§ Task objective
Transcribe the tail of the listing: start at the line containing "mark: the terracotta roof tile" and stop after the last line, keeping every character as is and adding nothing.
[start of Rows]
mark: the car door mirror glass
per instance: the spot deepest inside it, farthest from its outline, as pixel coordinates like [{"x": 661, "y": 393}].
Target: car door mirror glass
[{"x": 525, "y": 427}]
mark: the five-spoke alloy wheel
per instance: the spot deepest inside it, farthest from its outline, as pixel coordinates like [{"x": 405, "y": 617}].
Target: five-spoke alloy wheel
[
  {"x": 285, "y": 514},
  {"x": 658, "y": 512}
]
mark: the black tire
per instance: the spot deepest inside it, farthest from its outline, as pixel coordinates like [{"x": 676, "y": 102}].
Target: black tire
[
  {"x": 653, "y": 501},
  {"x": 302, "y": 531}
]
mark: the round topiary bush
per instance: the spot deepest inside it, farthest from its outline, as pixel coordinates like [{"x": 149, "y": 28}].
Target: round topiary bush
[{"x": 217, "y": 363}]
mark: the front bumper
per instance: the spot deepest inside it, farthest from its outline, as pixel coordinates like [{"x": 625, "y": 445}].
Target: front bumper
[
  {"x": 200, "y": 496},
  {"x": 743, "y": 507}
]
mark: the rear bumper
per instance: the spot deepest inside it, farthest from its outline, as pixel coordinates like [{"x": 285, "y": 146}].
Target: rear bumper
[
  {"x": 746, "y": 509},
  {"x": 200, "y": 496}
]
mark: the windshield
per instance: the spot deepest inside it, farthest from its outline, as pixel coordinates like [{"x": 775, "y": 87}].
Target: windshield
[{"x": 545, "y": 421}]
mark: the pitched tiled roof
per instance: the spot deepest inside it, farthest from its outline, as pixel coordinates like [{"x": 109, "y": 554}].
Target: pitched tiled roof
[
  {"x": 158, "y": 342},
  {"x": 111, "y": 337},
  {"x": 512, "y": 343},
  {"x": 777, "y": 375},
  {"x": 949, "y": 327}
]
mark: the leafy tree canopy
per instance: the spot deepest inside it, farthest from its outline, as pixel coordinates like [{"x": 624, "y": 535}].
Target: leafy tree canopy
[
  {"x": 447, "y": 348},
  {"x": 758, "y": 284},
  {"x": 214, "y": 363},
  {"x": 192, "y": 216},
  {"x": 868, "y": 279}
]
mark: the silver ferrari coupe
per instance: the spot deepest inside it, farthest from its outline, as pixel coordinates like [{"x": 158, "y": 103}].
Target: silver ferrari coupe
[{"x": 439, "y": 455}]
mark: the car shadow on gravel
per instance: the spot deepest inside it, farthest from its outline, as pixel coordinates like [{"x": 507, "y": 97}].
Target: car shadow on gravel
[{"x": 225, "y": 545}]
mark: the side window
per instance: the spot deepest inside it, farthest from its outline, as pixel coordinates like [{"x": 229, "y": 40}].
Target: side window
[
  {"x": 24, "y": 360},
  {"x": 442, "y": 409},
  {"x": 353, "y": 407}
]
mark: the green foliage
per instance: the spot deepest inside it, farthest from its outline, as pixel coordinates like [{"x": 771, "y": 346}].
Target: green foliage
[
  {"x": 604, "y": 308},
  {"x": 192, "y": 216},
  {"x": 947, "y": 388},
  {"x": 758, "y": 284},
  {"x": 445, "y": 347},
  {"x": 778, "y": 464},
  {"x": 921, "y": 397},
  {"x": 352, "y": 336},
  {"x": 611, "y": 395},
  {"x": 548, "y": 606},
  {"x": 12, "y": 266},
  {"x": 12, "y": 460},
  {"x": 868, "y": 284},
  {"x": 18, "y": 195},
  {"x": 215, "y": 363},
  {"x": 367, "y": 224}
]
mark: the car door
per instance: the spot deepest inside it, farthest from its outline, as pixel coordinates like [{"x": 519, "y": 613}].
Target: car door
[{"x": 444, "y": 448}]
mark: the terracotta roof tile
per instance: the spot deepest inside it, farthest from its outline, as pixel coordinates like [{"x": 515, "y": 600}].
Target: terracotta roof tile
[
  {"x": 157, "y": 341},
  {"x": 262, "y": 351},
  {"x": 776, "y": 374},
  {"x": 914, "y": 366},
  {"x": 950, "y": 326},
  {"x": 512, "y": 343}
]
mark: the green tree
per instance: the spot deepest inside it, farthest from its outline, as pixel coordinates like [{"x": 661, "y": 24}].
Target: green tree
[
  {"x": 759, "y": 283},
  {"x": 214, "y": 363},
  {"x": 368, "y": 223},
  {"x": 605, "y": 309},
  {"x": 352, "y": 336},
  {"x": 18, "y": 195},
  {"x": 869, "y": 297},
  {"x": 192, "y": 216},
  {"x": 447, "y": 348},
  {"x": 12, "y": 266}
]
[end of Rows]
§ Result of the exercise
mark: the terracotta roof tile
per instance: the spot deepest inside it, farthest from its outline, as pixel coordinates like [{"x": 515, "y": 600}].
Target: terracotta roof tile
[
  {"x": 157, "y": 341},
  {"x": 262, "y": 351},
  {"x": 776, "y": 374},
  {"x": 914, "y": 366},
  {"x": 950, "y": 326},
  {"x": 512, "y": 343}
]
mark: the green tree
per instance: the spot deepest inside it, farthest from its outline, as pixel coordinates like [{"x": 661, "y": 24}].
Target: green tree
[
  {"x": 759, "y": 283},
  {"x": 214, "y": 363},
  {"x": 368, "y": 223},
  {"x": 605, "y": 309},
  {"x": 352, "y": 336},
  {"x": 18, "y": 195},
  {"x": 869, "y": 297},
  {"x": 192, "y": 216},
  {"x": 447, "y": 348},
  {"x": 12, "y": 266}
]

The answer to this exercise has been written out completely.